(Raw records)
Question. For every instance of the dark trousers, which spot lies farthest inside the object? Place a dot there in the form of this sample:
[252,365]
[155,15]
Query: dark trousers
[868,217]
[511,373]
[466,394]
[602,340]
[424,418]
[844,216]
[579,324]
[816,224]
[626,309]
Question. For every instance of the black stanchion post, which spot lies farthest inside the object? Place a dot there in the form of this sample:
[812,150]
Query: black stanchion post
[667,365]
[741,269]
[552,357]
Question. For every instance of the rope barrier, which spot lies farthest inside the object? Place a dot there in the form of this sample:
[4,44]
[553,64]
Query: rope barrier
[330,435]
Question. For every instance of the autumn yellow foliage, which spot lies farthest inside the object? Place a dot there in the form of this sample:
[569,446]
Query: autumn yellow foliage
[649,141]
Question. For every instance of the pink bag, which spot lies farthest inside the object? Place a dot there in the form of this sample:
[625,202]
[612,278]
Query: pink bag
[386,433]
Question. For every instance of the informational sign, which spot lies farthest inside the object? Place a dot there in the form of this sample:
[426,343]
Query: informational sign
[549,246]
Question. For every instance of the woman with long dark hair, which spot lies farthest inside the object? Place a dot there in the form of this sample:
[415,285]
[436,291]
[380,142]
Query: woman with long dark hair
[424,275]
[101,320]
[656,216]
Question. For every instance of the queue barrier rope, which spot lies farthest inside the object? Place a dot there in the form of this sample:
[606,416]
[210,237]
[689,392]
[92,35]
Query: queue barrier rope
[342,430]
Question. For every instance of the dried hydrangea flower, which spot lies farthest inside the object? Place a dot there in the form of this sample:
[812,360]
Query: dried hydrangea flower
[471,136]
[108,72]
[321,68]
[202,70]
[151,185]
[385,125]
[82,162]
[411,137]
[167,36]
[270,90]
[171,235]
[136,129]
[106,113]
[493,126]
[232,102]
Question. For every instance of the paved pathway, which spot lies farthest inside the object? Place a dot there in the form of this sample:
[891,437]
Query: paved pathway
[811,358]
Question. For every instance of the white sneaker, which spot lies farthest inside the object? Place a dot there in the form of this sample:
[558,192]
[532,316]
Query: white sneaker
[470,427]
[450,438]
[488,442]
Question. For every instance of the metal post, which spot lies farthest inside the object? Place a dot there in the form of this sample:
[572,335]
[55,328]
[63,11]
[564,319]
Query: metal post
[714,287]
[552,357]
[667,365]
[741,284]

(What to do) Hand back the material above in full, exactly as written.

(Full response)
Question. For every instance of the dark trousers, which spot lies farthest inside the object? Place a dot there in the form of this sample:
[252,365]
[155,15]
Query: dark trousers
[868,217]
[511,373]
[466,394]
[602,340]
[424,418]
[844,216]
[579,324]
[816,224]
[626,309]
Question. For every instance of the black stanchion post, which spot lies farthest inside the object? Place a dot there in the form of this sample:
[812,150]
Query: black stanchion post
[667,365]
[741,269]
[552,357]
Question. For every instance of the rope barrier, which spot lies farthest inside the object? Place a dot there in the form of this sample:
[4,44]
[553,64]
Query: rope barrier
[330,435]
Question. For every instance of the autumn yellow foliage, which spot lies farthest inside the object? Place a dot there in the form of this sample:
[569,446]
Query: autumn yellow foliage
[649,141]
Question. For every instance of the pink bag, which spot lies farthest inside the object? Place a dot there in the form of this sample:
[625,202]
[612,278]
Query: pink bag
[386,433]
Question. For every instance of the informational sign, which spot lies farthest inside the object? Place a dot there in the form of this sample:
[426,343]
Query: informational sign
[549,246]
Question. For every instance of the woman with long dark hair, which spot lies farthest inside the object? Place a dot there in the form of this sample:
[415,285]
[436,291]
[380,142]
Query: woman with long dark hair
[424,275]
[101,320]
[656,216]
Question. For every instance of the queue barrier rope, which spot lies farthest inside the object? Place a dot there in the form of this sample:
[606,416]
[210,237]
[689,392]
[92,35]
Query: queue barrier rope
[342,430]
Question. For every instance of the dried hydrangea flower, which spot lies farthest inside the object? Place a dot there in the form of this sample:
[812,360]
Query: dried hydrangea flower
[471,136]
[108,72]
[321,68]
[202,70]
[151,185]
[385,125]
[82,162]
[411,137]
[167,36]
[270,90]
[171,235]
[136,129]
[106,113]
[493,126]
[232,102]
Question. For every instance of the paved pathway, which spot lies farthest inside the object? Place a dot there in the form of this sample:
[891,437]
Query: paved pathway
[811,358]
Question. For every instance of the white sneaker, which spot lies farthest inside the object? Place a dot there in the form of this sample:
[558,192]
[532,316]
Query: white sneaker
[470,427]
[450,438]
[488,442]
Question. For every instance of the metal post, which spot lies farthest inside the object? Place a dot there in the form of this sample:
[572,335]
[55,328]
[63,11]
[564,319]
Query: metal post
[714,287]
[552,357]
[667,365]
[741,284]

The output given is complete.